Nous quittons dimanche matin la ville d'El Facher en direction d'El Geneina, capitale du Darfour Ouest. À travers la vitre du hublot, je n'arrive pas à décrocher mon regard du paysage et des gens, comme des petites billes de couleurs au milieu du désert.
 
Jusqu'à maintenant, l'expérience de tournage au Darfour est vraiment différente de ce que j'anticipais. D'abord parce que c'est ma première expérience documentaire.  Tout un baptême je dois dire! J'ai assuré la prise de son pour les trois premiers jours de tournage et je ferai les entrevues pour les deux prochaines semaines. J'ai l'impression de devoir assimiler en quelques jours les rudiments d'un nouveau métier. Mais plus que le côté technique, c'est l'approche avec les Darfouris déplacés qui me déstabilise.
 
Au fil des entrevues au camp d'El Salaam, nous avons pris conscience de la difficulté que représente le fait d'emmener les gens à être replongés dans certains souvenirs douloureux. Je réalise que beaucoup d'entre eux auront mis des mois, voire des années à reconstruire leur univers et leur famille. 
 
La dernière femme avec laquelle nous travaillons avant de quitter El Fasher s'appelle Awa. Elle nous raconte avec émotion la semaine qu'elle a passée, à son arrivée au camp d'El Salaam il y a 4 ans, à chercher son fils de 9 ans duquel elle avait été séparée après les attaques qui ont obligé sa famille à quitter leur village. Elle nous explique qu'elle doit avoir été la première à connaître le camp par coeur ayant dès son arrivée fouillé tous les endroits et recoins possibles du camp de 50 000 habitants. Elle nous confie qu'elle se sent humiliée par le fait d'être devenue dépendante de l'aide humanitaire. Mais surtout, elle nous parle des grands espaces qui lui manquent. Des fruits et des légumes desquels elle se surprend parfois à rêver.
 
Et plus l'entrevue avance, plus je sens l'épaisse carapace de la femme 35 ans s'effacer, pour laisser parler une douleur bien personnelle.

● **Énoncé a**
Modifiez tous les enregistrements ci-dessous en remplaçant « in this photo » par « in this image », sans rien changer d'autre. Ne reproduisez pas les images dans votre réponse.

Éléments répertoriés dans un jeu de données
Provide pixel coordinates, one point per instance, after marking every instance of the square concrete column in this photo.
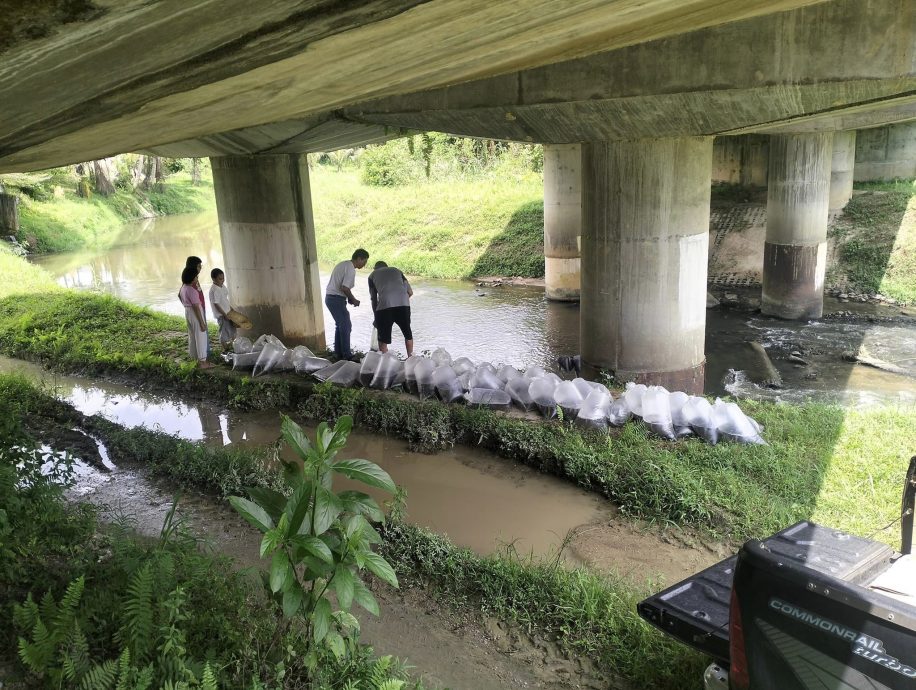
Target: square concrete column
(795, 252)
(562, 220)
(841, 169)
(645, 237)
(268, 236)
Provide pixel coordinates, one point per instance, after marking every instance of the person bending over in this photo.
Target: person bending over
(391, 293)
(338, 294)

● **Énoncé b**
Répondez à ces questions à partir du récit de tournage au Darfour :
(i) Vers quelle ville l'équipe part-elle le dimanche matin ?
(ii) Quel âge avait le fils qu'Awa a cherché à son arrivée au camp ?
(iii) Combien d'habitants compte le camp d'El Salaam ?

● **Bonne réponse a**
Provide pixel coordinates, one point per instance, after marking every instance of the square concrete column in this image.
Target: square concrete column
(795, 252)
(562, 220)
(841, 169)
(645, 237)
(268, 236)
Provide pixel coordinates, one point per instance, after marking every instance of the person bending over in this image.
Target: person bending over
(391, 293)
(338, 294)

● **Bonne réponse b**
(i) El Geneina, capitale du Darfour Ouest.
(ii) 9 ans.
(iii) 50 000 habitants.